BACAAN LATIHAN:
Babak Pembuka: Gambit Berisiko Tinggi
Semua dimulai dari riak kecil—beberapa kejanggalan yang dianggap sebagai celah. Perbedaan tanggal lahir, nama orang tua, hingga foto yang identik di jenjang pendidikan berbeda. Riak ini dengan cepat menjadi badai ketika sebuah “pembukaan gambit” yang berisiko tinggi dilancarkan: terbitnya buku “Jokowi Under Cover” karya Bambang Tri.
Itu adalah serangan kilat yang langsung mengancam jantung pertahanan Raja.
Namun, apa daya sebuah bidak melawan kekuasaan yang sedang di puncak? Tim Istana tak mau ambil risiko. Dalam sekejap, bidak bernama Bambang Tri itu dimatikan, disingkirkan dari papan permainan, diikuti oleh beberapa bidak lain yang bernasib serupa. Permainan tampak usai, bukan? Ternyata tidak.
Strategi Senyap: Menjaga Api dalam Sekam
Tim oposite, mereka yang bertekad membongkar misteri ijazah,memilih jalan sunyi. Mereka sadar, menyerang benteng yang kokoh adalah kesia-siaan. Maka, dimulailah sebuah silent operation: strategi membeli waktu, membiarkan isu ini tetap hidup sebagai api dalam sekam, beredar dari satu komunitas ke komunitas lain. Mereka sabar menanti, menunggu saat sang Raja tak lagi bermahkota, ketika ia hanya menjadi seorang lame duck yang rentan.
Serangan Tiga Perwira di Papan Catur
Dan momen itu pun tiba. Ketika sang Raja dianggap tak lagi punya banyak kekuatan, serangan balasan dilancarkan secara serentak dari tiga penjuru.
Dari sayap kanan, Roy Suryo, sang Gajah telematika, meluncur deras dengan analisis teknologinya.
Sedangkan dari sayap kiri, Rismon Sianipar, Gajah forensik digital, menghantam dengan klaim 1000% palsu berdasarkan analisis kertas dan huruf.
Lalu, seekor Kuda yang tak terduga, dr. Tifa, melompat lincah melewati barisan pertahanan dan langsung menggruduk jantung pertahanan itu sendiri: Universitas Gadjah Mada.
Papan catur pun bergetar. Bisakah pertahanan Tim Jokowi menahannya?

MATERI YANG DITAMPILKAN:
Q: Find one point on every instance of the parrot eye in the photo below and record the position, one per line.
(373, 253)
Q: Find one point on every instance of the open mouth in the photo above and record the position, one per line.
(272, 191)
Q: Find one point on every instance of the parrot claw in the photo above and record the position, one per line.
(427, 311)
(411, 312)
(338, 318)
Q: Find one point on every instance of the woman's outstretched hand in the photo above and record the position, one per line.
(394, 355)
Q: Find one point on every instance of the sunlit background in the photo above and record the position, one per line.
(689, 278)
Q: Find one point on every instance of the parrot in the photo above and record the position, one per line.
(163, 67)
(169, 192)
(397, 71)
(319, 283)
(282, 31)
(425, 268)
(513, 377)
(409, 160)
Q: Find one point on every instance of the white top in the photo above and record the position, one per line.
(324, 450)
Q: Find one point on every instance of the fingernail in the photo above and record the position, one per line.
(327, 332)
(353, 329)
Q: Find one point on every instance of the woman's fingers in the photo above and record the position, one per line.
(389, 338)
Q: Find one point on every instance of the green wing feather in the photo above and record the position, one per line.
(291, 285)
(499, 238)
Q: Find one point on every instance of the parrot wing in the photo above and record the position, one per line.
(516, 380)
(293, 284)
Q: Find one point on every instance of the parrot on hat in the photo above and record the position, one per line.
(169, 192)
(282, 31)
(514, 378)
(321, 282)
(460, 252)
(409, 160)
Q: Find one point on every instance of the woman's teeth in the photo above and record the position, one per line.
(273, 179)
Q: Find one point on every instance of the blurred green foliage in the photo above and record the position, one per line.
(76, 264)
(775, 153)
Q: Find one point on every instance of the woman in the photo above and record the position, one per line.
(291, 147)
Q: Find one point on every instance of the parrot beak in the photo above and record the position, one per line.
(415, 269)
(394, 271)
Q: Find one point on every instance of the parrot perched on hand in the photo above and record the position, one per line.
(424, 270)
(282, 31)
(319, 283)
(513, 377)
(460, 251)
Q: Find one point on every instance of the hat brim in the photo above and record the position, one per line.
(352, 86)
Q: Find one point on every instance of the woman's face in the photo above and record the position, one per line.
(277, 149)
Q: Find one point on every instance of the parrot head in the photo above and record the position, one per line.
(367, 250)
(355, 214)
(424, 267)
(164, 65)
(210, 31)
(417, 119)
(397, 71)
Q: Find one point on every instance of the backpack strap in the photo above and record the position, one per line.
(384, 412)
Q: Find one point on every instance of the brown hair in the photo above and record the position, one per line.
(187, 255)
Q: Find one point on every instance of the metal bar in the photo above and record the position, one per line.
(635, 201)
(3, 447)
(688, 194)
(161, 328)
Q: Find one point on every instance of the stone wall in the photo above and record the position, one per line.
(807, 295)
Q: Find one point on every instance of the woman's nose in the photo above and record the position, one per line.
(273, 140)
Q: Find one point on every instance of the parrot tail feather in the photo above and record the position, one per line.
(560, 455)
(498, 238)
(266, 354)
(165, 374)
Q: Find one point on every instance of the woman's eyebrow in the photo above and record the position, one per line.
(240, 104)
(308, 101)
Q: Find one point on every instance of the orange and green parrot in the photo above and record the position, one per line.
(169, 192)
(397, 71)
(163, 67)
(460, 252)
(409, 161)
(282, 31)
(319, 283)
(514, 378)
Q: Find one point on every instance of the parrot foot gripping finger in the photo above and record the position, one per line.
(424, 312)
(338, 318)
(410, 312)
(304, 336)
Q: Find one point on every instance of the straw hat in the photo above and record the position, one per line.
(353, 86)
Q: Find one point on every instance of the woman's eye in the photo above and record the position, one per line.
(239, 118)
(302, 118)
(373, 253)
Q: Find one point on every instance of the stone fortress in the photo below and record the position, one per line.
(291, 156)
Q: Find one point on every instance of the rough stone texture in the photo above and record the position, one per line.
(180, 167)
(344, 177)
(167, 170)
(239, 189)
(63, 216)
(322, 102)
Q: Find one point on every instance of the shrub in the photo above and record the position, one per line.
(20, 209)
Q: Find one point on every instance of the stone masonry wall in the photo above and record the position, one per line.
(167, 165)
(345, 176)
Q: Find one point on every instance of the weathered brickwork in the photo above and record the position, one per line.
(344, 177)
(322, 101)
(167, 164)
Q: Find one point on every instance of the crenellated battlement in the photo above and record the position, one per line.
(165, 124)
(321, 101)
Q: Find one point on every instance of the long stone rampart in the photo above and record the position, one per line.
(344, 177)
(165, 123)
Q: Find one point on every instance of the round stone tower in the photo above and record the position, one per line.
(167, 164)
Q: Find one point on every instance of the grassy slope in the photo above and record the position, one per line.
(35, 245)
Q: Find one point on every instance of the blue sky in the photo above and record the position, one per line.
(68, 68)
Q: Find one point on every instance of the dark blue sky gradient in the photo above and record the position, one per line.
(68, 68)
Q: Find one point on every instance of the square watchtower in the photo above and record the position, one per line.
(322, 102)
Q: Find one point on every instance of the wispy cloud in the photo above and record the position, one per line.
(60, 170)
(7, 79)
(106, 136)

MEMANFAATKAN INFORMASI:
- 1) Sebutkan ketiga tokoh yang melancarkan serangan balasan dalam bacaan tentang polemik ijazah, beserta bidak catur yang diumpamakan untuk masing-masing.
- 2) Lanjutkan bacaan tentang polemik ijazah itu mulai setelah kalimat terakhirnya.

JAWABAN TUGAS:
- 1) Roy Suryo sebagai Gajah telematika, Rismon Sianipar sebagai Gajah forensik digital, dan dr. Tifa sebagai Kuda.

- 2)
Blunder Fatal di Benteng Pertahanan
Tentu saja Tim Jokowi melawan. Bidak-bidak pengacara dikerahkan, benteng-benteng premanisme ditampilkan untuk memberi efek deteren atau penggentar. Namun, serangan itu tidak terkoordinasi. Dalam posisi terdesak, sang Raja Jawa terpaksa melakukan langkah lukir—sebuah manuver defensif klasik—dengan menempatkan “benteng parcok” di sisinya, memegang selembar kertas yang diumumkan sebagai ijazah asli.
Namun, langkah itu yang akan dicatat dalam sejarah blunder politik, koordinasi itu pecah. Juru bicara benteng itu sendiri justru menegaskan bahwa yang mereka terima dan tunjukkan ke publik hanyalah sebuah Copy. Bukan yang asli.
Sebuah pengakuan sederhana, namun dampaknya luar biasa. Itu adalah blunder fatal yang membuka pertahanan Raja, membuatnya rentan di tengah papan yang semakin ramai. Para penonton menahan napas, menunggu langkah selanjutnya Ke dua tim yang saling berhadapan.
Langkah blunder yang dilakukan tim Jokowi membuat tim oposite makin menekan. Mereka mulai menarget bidak bidak “sakit hati” di tim Jokowi. Gajah Rismon meluncur ke bidak Kasmujo. Manuver gajah yang cantik membuat penonton pendukung tim oposite makin semangat.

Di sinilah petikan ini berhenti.